-------- TASK INPUT --------

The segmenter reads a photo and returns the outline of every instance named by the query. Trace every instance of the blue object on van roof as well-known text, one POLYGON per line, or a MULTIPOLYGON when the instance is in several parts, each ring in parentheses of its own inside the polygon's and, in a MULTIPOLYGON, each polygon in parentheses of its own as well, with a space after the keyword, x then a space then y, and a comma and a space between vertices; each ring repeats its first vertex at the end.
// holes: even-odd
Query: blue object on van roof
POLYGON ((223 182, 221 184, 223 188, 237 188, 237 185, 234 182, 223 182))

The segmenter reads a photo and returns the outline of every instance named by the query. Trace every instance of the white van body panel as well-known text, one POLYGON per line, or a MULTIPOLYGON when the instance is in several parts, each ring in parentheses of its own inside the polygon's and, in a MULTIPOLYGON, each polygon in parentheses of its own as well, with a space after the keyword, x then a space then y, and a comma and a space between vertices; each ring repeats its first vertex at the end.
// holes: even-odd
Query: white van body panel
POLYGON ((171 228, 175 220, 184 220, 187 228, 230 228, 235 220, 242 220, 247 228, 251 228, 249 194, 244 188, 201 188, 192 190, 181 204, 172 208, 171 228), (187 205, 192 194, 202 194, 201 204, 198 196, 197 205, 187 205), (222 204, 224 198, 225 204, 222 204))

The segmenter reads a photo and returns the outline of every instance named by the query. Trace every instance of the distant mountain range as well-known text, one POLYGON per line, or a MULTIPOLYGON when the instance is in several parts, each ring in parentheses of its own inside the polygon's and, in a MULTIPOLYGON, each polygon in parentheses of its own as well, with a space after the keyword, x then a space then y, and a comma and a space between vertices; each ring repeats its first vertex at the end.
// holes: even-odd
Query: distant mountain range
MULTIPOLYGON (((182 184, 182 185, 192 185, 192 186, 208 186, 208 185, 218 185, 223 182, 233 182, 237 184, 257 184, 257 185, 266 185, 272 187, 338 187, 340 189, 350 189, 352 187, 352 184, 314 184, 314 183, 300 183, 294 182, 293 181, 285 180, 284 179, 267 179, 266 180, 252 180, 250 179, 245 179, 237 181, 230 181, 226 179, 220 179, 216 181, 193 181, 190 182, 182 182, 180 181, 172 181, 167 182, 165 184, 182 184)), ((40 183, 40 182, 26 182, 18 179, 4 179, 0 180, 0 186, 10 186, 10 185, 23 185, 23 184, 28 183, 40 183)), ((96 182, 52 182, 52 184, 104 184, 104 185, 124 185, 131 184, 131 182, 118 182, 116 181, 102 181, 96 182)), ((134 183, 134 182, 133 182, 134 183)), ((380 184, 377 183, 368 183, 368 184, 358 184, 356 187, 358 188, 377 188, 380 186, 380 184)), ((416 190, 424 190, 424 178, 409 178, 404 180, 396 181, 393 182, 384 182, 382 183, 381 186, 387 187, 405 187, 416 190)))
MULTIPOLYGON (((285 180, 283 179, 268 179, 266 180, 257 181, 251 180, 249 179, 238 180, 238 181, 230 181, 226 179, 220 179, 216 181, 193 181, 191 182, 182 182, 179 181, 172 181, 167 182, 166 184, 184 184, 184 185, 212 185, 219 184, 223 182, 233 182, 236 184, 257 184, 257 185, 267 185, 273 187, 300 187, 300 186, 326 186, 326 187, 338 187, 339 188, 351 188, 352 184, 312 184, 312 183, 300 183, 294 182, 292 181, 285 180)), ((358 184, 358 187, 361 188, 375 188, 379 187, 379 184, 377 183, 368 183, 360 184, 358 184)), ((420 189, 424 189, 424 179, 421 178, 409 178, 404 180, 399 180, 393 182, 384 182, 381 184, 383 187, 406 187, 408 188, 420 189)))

--------

INSTRUCTION
Reproduce every row above word for word, keeping each line as it stands.

THE SOLUTION
The segmenter reads a photo and returns the outline of every instance named by the query. Trace every instance of the blue object on van roof as well-known text, one POLYGON per line, or a MULTIPOLYGON when the instance is in several parts, each ring in parentheses of its own inside the polygon's and, in a MULTIPOLYGON, each polygon in parentheses of its own as well, with a space after the keyword, x then a space then y, and a comma and a space between vertices; each ring repeats its first vertex at the end.
// holes: even-odd
Query: blue object on van roof
POLYGON ((223 182, 221 184, 223 188, 237 188, 237 185, 234 182, 223 182))

The segmenter reads a photo and returns the outline of every instance named by the query. Trace every instance of the white van body panel as well-known text, one POLYGON per line, or a MULTIPOLYGON when the instance is in several parts, each ring in parentheses of its own inside the polygon's and, in a MULTIPOLYGON, each polygon in parentheses of its own as well, with a space after the keyword, x then a space then y, and a comma and a space between vertices; each ring repeats its first vertex at the end.
// holes: even-odd
Query: white van body panel
POLYGON ((171 228, 175 220, 184 220, 187 228, 230 228, 235 220, 242 220, 247 228, 251 228, 249 194, 244 188, 201 188, 192 190, 181 204, 172 208, 171 228), (187 205, 192 194, 202 194, 201 204, 198 196, 197 205, 187 205), (222 204, 224 198, 225 204, 222 204))

The segmenter reads a photo and returns the outline of every instance named by the query. Trace every instance of the distant mountain range as well-known text, one POLYGON per line, or a MULTIPOLYGON when the instance is in several parts, each ring in parentheses of its own inside the polygon's and, in a MULTIPOLYGON, each polygon in parentheses of its own as well, with a space after the keyword, x then a space then y, and a comma and a space between vertices; each ring repeats its first vertex at the end.
// holes: even-odd
Query: distant mountain range
MULTIPOLYGON (((182 184, 182 185, 192 185, 192 186, 208 186, 208 185, 218 185, 223 182, 233 182, 237 184, 257 184, 257 185, 266 185, 272 187, 338 187, 340 189, 350 189, 352 187, 352 184, 314 184, 314 183, 300 183, 294 182, 293 181, 285 180, 284 179, 267 179, 266 180, 252 180, 250 179, 245 179, 237 181, 230 181, 226 179, 220 179, 216 181, 193 181, 190 182, 182 182, 180 181, 172 181, 167 182, 165 184, 182 184)), ((40 183, 40 182, 26 182, 18 179, 4 179, 0 180, 0 186, 10 186, 10 185, 23 185, 23 184, 28 183, 40 183)), ((96 182, 52 182, 52 184, 104 184, 104 185, 124 185, 131 184, 131 182, 118 182, 116 181, 102 181, 96 182)), ((134 183, 134 182, 133 182, 134 183)), ((380 184, 377 183, 368 183, 368 184, 358 184, 356 187, 358 188, 377 188, 380 186, 380 184)), ((416 190, 424 190, 424 178, 409 178, 404 180, 396 181, 393 182, 384 182, 382 183, 381 186, 387 187, 405 187, 416 190)))
MULTIPOLYGON (((285 180, 283 179, 268 179, 266 180, 257 181, 251 180, 249 179, 238 180, 238 181, 230 181, 226 179, 220 179, 216 181, 193 181, 191 182, 182 182, 179 181, 172 181, 167 182, 166 184, 184 184, 184 185, 212 185, 219 184, 223 182, 233 182, 236 184, 257 184, 257 185, 267 185, 273 187, 300 187, 300 186, 326 186, 326 187, 338 187, 339 188, 351 188, 352 184, 312 184, 312 183, 300 183, 294 182, 292 181, 285 180)), ((358 184, 358 187, 361 188, 375 188, 379 187, 379 184, 377 183, 368 183, 360 184, 358 184)), ((420 189, 424 189, 424 179, 421 178, 409 178, 404 180, 399 180, 393 182, 384 182, 381 184, 383 187, 406 187, 408 188, 420 189)))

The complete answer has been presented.